** REQUIREMENTS **
Continue the blog post below about the early days of writing a baseball blog, starting after its last sentence.

** SELECTED EXCERPT **
Thursday, December 15, 2011

Shyster: ShysterBall

I've started a little writing project. This is the eighth installment. Here's Part 1Here's Part 2Here's Part 3Here's Part 4Here's Part 5 , Here's Part 6 and Here's Part 7.

It's the spring of 2007. I wake up at 5:30 AM. I never used to do this. I am not a morning person. But I am training myself to be one.  I just started drinking coffee at the age of 33.  I need it now. The baby wakes up by 6:30. Never any later. Sometimes earlier. It's my job to go to him when he wakes up, and it is a personal goal to have written three blog posts by the time he starts to stir.

I scan the baseball headlines. The games don't interest me as much as the stories around the games do.  The scandals. The human drama. The things that have enough of a connection to baseball to fit in what is nominally a baseball blog, but which have enough meat on their bones to where I can come up with an angle that justifies the exercise. There are hundreds of real baseball writers. I can't do what they do, because no one would care. But I can maybe do something that is different enough to where anyone who chooses to read my stuff will not have wasted their time.

There aren't many readers. Twenty. Then fifty one day. If I break 100 I am ecstatic, but I am happy with whoever shows up. Hmm. Half of today's readers were obviously looking for something else and quickly left. That's OK. Eventually more will show up.  Eventually they do.

They start coming in real numbers when Rob Neyer takes an interest. Does he remember that he liked what I had written for Bull five years earlier? Probably not. It wasn't very memorable. But I write something about racial politics in baseball that ESPN might not let him get away with, and he links it approvingly.  In an ESPN chat one day he says I'm his favorite baseball blogger. The traffic really starts pouring in then. I learn quickly to say what others can't or won't say for whatever reason. After all, I'm using a pseudonym -- Shyster -- so none of this can really hurt me. I want nothing more than to justify those readers' decision to give me their time. To keep them coming back.

By the summer I'm writing as many as six posts before the baby wakes up. Some are superficial. Some are deep. I'm learning, however, that the more you write, the more people want. It's not always about the unique takes, it's often about just being there and reliably updating so that readers always have something new. It's like working overnights back at the radio station: people just want a friendly voice sometimes. If you can make them laugh, all the better. If you can make them think occasionally you're way ahead of the game.

** EXTRACTED INFORMATION **
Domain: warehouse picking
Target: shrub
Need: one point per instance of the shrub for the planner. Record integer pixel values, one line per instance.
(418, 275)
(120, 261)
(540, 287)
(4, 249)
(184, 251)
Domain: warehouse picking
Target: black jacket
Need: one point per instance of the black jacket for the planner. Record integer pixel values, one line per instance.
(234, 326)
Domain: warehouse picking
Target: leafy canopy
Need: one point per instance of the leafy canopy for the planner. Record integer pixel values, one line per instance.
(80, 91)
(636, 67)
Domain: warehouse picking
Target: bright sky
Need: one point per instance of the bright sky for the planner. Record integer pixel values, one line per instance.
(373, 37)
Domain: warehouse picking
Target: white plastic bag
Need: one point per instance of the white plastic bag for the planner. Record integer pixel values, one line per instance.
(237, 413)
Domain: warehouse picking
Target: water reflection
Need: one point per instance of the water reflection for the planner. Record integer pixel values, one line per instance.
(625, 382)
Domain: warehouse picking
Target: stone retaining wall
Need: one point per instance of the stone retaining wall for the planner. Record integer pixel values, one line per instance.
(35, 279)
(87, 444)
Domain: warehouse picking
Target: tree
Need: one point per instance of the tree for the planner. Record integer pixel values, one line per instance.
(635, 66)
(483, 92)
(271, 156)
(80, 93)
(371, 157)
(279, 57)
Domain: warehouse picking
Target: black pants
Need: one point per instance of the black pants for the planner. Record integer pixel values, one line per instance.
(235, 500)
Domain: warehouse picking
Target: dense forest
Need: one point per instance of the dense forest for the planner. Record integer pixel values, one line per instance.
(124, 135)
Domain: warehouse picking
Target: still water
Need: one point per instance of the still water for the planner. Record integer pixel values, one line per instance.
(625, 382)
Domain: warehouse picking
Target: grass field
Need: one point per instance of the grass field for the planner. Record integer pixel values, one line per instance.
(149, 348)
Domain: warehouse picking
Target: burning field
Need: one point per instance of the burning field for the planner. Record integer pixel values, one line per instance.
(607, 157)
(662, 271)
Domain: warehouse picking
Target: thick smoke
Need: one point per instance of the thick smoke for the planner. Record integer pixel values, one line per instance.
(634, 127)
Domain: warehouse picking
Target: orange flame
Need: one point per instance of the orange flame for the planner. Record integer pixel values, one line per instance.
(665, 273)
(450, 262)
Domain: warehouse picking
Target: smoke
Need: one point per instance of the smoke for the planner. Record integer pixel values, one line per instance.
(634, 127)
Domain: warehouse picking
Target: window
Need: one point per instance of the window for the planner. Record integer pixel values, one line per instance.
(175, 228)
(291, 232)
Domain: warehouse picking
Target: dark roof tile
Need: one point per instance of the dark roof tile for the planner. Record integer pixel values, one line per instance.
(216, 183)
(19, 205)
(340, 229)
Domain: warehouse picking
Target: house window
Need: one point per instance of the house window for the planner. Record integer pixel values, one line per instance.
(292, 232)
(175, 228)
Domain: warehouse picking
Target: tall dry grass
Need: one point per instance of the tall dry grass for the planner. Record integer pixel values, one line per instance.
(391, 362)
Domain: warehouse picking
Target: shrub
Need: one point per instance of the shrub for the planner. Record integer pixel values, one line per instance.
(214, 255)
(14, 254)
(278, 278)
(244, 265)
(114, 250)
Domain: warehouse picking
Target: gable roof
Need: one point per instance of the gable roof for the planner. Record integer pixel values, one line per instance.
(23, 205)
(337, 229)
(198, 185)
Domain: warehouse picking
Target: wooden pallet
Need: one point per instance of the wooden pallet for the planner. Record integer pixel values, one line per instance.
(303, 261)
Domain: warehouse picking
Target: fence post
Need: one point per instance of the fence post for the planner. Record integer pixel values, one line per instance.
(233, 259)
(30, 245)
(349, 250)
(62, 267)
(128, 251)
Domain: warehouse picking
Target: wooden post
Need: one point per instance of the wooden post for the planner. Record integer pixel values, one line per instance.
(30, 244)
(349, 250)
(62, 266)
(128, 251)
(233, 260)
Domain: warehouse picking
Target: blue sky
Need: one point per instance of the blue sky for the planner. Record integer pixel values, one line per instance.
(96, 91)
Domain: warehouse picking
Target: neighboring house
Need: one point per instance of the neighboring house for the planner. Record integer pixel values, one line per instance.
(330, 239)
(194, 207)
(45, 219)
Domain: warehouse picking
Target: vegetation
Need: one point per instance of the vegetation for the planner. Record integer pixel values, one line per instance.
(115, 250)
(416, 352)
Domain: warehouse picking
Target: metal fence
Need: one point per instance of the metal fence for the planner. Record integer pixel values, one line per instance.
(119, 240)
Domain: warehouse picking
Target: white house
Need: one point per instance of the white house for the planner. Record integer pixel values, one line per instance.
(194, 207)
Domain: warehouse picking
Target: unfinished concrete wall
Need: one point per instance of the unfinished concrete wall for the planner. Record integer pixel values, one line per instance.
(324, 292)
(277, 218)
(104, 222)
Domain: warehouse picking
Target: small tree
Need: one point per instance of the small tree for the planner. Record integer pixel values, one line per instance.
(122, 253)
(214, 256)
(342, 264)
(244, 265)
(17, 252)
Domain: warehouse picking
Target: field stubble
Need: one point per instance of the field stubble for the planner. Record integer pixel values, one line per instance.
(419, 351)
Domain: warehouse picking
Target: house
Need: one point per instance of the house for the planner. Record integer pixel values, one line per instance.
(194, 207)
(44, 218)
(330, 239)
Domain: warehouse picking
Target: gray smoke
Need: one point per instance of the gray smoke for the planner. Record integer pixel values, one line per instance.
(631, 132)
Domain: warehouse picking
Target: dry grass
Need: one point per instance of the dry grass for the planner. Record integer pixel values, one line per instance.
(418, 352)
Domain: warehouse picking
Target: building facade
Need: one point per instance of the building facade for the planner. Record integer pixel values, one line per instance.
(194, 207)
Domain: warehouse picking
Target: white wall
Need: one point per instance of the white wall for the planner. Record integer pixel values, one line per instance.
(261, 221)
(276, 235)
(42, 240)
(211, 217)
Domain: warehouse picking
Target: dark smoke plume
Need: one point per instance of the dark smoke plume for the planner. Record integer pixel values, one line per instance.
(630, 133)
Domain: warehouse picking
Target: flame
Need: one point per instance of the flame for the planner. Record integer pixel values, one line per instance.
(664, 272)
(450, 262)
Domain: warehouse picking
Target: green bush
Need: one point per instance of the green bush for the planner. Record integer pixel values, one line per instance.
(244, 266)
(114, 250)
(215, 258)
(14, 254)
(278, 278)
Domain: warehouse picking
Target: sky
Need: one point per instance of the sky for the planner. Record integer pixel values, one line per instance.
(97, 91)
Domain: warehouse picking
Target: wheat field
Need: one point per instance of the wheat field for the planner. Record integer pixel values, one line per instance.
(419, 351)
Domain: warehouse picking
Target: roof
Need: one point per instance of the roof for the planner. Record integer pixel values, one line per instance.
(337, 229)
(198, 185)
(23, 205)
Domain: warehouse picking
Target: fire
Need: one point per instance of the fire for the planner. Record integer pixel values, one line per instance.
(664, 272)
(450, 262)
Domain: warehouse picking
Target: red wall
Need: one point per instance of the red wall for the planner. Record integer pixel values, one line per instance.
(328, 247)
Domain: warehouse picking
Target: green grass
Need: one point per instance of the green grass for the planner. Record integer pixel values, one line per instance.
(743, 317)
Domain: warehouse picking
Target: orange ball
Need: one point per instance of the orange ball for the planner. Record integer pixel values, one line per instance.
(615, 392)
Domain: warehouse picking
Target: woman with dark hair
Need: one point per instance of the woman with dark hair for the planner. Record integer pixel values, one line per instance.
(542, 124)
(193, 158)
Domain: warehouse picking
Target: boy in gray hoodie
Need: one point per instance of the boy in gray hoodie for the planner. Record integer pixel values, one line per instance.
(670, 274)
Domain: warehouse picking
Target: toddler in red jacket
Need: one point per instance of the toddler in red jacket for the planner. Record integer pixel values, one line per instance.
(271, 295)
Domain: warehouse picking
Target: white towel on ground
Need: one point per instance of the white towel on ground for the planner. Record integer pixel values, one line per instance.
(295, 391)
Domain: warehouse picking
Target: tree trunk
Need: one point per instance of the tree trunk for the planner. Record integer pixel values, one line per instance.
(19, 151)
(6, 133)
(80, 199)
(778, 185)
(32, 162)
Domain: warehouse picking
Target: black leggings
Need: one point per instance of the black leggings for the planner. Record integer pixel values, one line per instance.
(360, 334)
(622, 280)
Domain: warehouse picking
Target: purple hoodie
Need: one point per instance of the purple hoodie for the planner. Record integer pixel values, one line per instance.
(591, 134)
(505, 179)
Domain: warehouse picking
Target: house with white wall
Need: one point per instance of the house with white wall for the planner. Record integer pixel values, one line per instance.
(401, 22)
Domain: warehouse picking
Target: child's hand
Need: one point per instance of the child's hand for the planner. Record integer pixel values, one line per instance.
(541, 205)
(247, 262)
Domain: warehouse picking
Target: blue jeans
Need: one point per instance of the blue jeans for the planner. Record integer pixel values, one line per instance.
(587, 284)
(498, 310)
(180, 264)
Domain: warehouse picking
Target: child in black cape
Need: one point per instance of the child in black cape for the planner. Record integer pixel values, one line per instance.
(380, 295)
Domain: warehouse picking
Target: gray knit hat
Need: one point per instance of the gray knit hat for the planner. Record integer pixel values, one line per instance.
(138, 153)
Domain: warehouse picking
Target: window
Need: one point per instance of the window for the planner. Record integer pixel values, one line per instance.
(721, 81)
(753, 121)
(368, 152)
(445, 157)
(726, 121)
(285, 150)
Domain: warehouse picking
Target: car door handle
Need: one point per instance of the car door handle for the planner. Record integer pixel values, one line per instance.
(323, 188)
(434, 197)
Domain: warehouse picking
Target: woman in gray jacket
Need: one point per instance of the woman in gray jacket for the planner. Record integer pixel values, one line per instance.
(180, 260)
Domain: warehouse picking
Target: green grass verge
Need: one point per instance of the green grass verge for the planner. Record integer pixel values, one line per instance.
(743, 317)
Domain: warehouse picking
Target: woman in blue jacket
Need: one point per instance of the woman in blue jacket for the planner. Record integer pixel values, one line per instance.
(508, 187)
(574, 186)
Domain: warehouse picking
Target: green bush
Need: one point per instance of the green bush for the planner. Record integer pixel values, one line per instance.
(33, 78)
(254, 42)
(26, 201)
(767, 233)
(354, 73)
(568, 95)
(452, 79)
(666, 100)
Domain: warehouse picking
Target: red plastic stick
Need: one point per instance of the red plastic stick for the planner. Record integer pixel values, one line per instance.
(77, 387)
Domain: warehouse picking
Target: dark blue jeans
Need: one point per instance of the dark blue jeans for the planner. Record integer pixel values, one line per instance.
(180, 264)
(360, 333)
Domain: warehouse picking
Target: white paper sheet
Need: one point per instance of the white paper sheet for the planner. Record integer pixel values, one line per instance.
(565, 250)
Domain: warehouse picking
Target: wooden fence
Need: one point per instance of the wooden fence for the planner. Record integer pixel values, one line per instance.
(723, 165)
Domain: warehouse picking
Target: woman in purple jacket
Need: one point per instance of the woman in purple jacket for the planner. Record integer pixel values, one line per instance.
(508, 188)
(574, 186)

** RESPONSE BELOW **
Soon those six posts before the baby wakes up turn into six before the baby wakes up and four at work before the day gets too busy. I'm still getting all my work done, though.  Surely this isn't going to turn into a distraction like Bull did. I'm smarter about things now. Writing shorter takes. And unlike then, I have a family now. Real responsibilities at work. I'm on the partnership track. I'm not going to blow all of that over writing, am I?

For the past four years I had gone out for drinks with coworkers several nights a week. I do it less now. I claim that it's because of family obligations, but it's usually because I have things I want to write. A book I want to read. I'm drifting away from my coworkers because of this. The esprit de corps of the gang is suffering because of it. I regret this a little because I like these people, but I can't do anything about it. Drinking and sharing legal war stories with my coworkers is important for a lot of reasons, but writing makes me happy. It's been a while since I've been happy.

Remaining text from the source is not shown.